(Image-grounded pointing data)
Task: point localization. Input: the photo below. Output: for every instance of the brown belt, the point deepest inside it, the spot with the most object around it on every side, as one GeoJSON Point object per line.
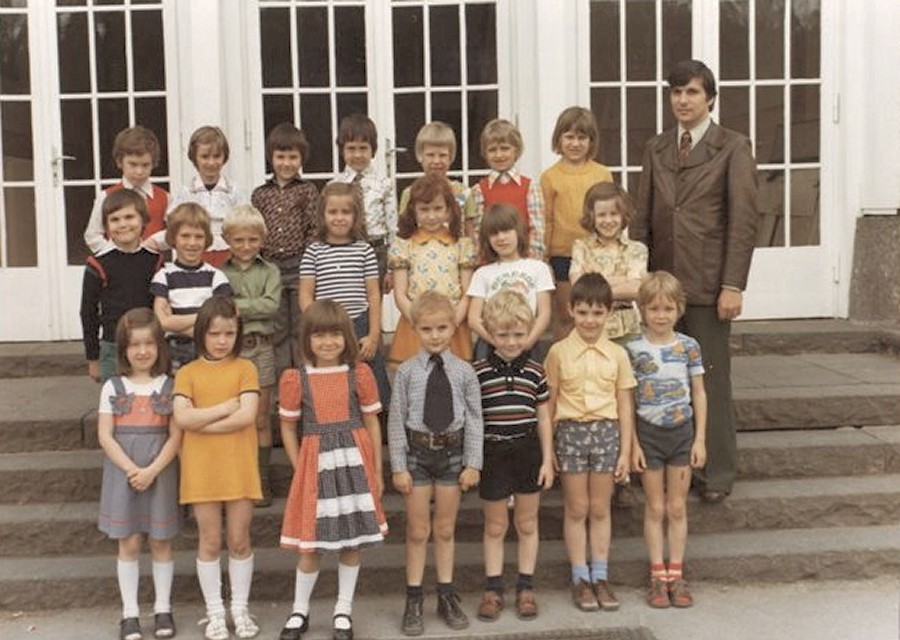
{"type": "Point", "coordinates": [434, 441]}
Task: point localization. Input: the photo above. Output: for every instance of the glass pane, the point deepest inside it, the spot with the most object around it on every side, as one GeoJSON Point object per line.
{"type": "Point", "coordinates": [409, 116]}
{"type": "Point", "coordinates": [605, 103]}
{"type": "Point", "coordinates": [447, 107]}
{"type": "Point", "coordinates": [444, 29]}
{"type": "Point", "coordinates": [734, 108]}
{"type": "Point", "coordinates": [18, 150]}
{"type": "Point", "coordinates": [409, 47]}
{"type": "Point", "coordinates": [147, 43]}
{"type": "Point", "coordinates": [804, 207]}
{"type": "Point", "coordinates": [677, 31]}
{"type": "Point", "coordinates": [481, 43]}
{"type": "Point", "coordinates": [275, 47]}
{"type": "Point", "coordinates": [482, 108]}
{"type": "Point", "coordinates": [350, 46]}
{"type": "Point", "coordinates": [805, 123]}
{"type": "Point", "coordinates": [109, 36]}
{"type": "Point", "coordinates": [604, 41]}
{"type": "Point", "coordinates": [14, 60]}
{"type": "Point", "coordinates": [74, 68]}
{"type": "Point", "coordinates": [770, 232]}
{"type": "Point", "coordinates": [313, 56]}
{"type": "Point", "coordinates": [770, 39]}
{"type": "Point", "coordinates": [21, 230]}
{"type": "Point", "coordinates": [112, 117]}
{"type": "Point", "coordinates": [151, 112]}
{"type": "Point", "coordinates": [640, 39]}
{"type": "Point", "coordinates": [806, 32]}
{"type": "Point", "coordinates": [641, 110]}
{"type": "Point", "coordinates": [769, 125]}
{"type": "Point", "coordinates": [315, 120]}
{"type": "Point", "coordinates": [79, 201]}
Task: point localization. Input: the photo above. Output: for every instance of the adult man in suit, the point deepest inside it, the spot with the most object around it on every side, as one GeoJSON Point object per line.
{"type": "Point", "coordinates": [697, 213]}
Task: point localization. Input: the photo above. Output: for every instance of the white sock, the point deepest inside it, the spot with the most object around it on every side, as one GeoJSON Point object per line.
{"type": "Point", "coordinates": [347, 576]}
{"type": "Point", "coordinates": [129, 572]}
{"type": "Point", "coordinates": [303, 586]}
{"type": "Point", "coordinates": [163, 573]}
{"type": "Point", "coordinates": [240, 573]}
{"type": "Point", "coordinates": [209, 574]}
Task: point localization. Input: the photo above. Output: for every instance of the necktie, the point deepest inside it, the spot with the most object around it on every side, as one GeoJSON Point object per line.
{"type": "Point", "coordinates": [684, 147]}
{"type": "Point", "coordinates": [438, 413]}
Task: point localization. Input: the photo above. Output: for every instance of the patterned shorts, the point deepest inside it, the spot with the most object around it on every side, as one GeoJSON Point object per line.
{"type": "Point", "coordinates": [587, 446]}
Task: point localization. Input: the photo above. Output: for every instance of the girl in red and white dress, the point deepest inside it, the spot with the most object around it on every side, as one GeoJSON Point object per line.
{"type": "Point", "coordinates": [334, 504]}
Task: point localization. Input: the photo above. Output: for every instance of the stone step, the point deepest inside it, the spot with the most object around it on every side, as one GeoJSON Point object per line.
{"type": "Point", "coordinates": [787, 555]}
{"type": "Point", "coordinates": [75, 476]}
{"type": "Point", "coordinates": [49, 529]}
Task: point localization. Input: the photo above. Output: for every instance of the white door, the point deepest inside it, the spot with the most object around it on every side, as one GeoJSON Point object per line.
{"type": "Point", "coordinates": [82, 73]}
{"type": "Point", "coordinates": [774, 86]}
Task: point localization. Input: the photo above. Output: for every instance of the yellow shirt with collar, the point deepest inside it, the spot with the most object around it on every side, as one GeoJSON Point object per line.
{"type": "Point", "coordinates": [586, 378]}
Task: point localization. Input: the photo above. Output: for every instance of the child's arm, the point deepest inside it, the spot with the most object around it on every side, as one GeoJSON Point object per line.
{"type": "Point", "coordinates": [699, 402]}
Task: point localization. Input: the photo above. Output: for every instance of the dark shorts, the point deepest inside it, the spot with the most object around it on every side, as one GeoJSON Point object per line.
{"type": "Point", "coordinates": [666, 446]}
{"type": "Point", "coordinates": [510, 467]}
{"type": "Point", "coordinates": [587, 446]}
{"type": "Point", "coordinates": [560, 267]}
{"type": "Point", "coordinates": [427, 466]}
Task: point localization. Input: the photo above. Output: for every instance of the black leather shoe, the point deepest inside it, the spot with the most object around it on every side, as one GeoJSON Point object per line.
{"type": "Point", "coordinates": [450, 611]}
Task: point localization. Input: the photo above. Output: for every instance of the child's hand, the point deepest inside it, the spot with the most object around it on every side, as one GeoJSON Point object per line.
{"type": "Point", "coordinates": [698, 454]}
{"type": "Point", "coordinates": [468, 478]}
{"type": "Point", "coordinates": [402, 482]}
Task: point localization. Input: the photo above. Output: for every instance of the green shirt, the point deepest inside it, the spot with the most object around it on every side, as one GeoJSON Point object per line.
{"type": "Point", "coordinates": [257, 293]}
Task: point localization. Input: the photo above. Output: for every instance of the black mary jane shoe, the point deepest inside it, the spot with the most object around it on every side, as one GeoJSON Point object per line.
{"type": "Point", "coordinates": [342, 634]}
{"type": "Point", "coordinates": [294, 632]}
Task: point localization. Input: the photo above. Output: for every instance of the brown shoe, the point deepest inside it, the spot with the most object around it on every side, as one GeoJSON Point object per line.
{"type": "Point", "coordinates": [583, 596]}
{"type": "Point", "coordinates": [658, 594]}
{"type": "Point", "coordinates": [680, 595]}
{"type": "Point", "coordinates": [605, 597]}
{"type": "Point", "coordinates": [491, 606]}
{"type": "Point", "coordinates": [526, 605]}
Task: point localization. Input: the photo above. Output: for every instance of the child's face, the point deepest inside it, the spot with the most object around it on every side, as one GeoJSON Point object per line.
{"type": "Point", "coordinates": [220, 338]}
{"type": "Point", "coordinates": [124, 228]}
{"type": "Point", "coordinates": [435, 331]}
{"type": "Point", "coordinates": [573, 146]}
{"type": "Point", "coordinates": [190, 243]}
{"type": "Point", "coordinates": [339, 213]}
{"type": "Point", "coordinates": [607, 219]}
{"type": "Point", "coordinates": [209, 161]}
{"type": "Point", "coordinates": [142, 350]}
{"type": "Point", "coordinates": [509, 340]}
{"type": "Point", "coordinates": [660, 315]}
{"type": "Point", "coordinates": [432, 216]}
{"type": "Point", "coordinates": [286, 163]}
{"type": "Point", "coordinates": [435, 159]}
{"type": "Point", "coordinates": [501, 156]}
{"type": "Point", "coordinates": [245, 243]}
{"type": "Point", "coordinates": [327, 347]}
{"type": "Point", "coordinates": [589, 319]}
{"type": "Point", "coordinates": [136, 167]}
{"type": "Point", "coordinates": [357, 154]}
{"type": "Point", "coordinates": [506, 244]}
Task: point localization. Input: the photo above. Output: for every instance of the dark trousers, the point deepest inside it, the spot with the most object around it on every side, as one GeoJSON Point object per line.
{"type": "Point", "coordinates": [713, 335]}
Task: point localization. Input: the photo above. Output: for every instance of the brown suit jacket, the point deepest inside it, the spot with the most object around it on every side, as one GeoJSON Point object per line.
{"type": "Point", "coordinates": [699, 220]}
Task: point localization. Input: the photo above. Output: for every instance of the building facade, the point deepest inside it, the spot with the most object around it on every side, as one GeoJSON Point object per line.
{"type": "Point", "coordinates": [814, 87]}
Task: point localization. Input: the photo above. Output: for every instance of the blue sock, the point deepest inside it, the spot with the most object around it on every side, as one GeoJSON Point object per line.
{"type": "Point", "coordinates": [599, 570]}
{"type": "Point", "coordinates": [579, 573]}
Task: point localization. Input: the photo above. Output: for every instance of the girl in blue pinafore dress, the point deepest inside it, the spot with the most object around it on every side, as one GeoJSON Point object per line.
{"type": "Point", "coordinates": [139, 494]}
{"type": "Point", "coordinates": [334, 504]}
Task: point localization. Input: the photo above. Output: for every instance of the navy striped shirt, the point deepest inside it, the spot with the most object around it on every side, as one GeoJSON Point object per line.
{"type": "Point", "coordinates": [510, 394]}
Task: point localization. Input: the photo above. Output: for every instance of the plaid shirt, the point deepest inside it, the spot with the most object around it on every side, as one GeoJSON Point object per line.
{"type": "Point", "coordinates": [290, 215]}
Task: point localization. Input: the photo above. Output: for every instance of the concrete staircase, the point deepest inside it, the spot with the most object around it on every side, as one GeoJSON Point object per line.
{"type": "Point", "coordinates": [818, 497]}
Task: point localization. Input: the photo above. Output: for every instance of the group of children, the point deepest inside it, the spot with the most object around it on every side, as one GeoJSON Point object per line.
{"type": "Point", "coordinates": [291, 283]}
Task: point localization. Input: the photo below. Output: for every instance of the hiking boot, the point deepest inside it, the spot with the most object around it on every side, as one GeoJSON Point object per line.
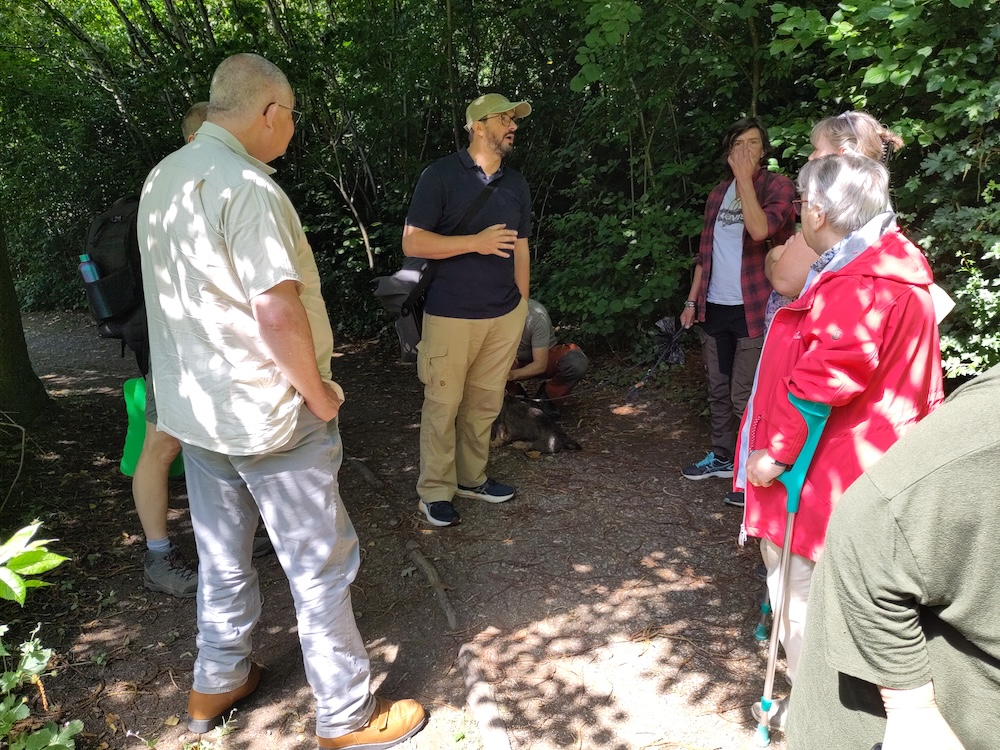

(Work request) Find the line that contains "of the concrete", then write out that line and every line after it through the end of the records, exactly. Leave the pictures out.

(Expected answer)
Task: point localization. Input: the photo above. Output: for every instance of the concrete staircase, the point deepest inside it, the spot with the most object around it on every side, as one GeoJSON Point object per line.
{"type": "Point", "coordinates": [818, 497]}
Task: point localization. Input: the photo above. Output: for every instance of the group of children, the point deepest inside it, the spot with the most object around it on every side, as one GeoJSON Point object per line.
{"type": "Point", "coordinates": [291, 283]}
Task: point localization. Input: the photo below. Output: for every instance of the hiking boot, the point deepest inside it, the spot with the most object around it on every side, as one GeoJSON Point object per line.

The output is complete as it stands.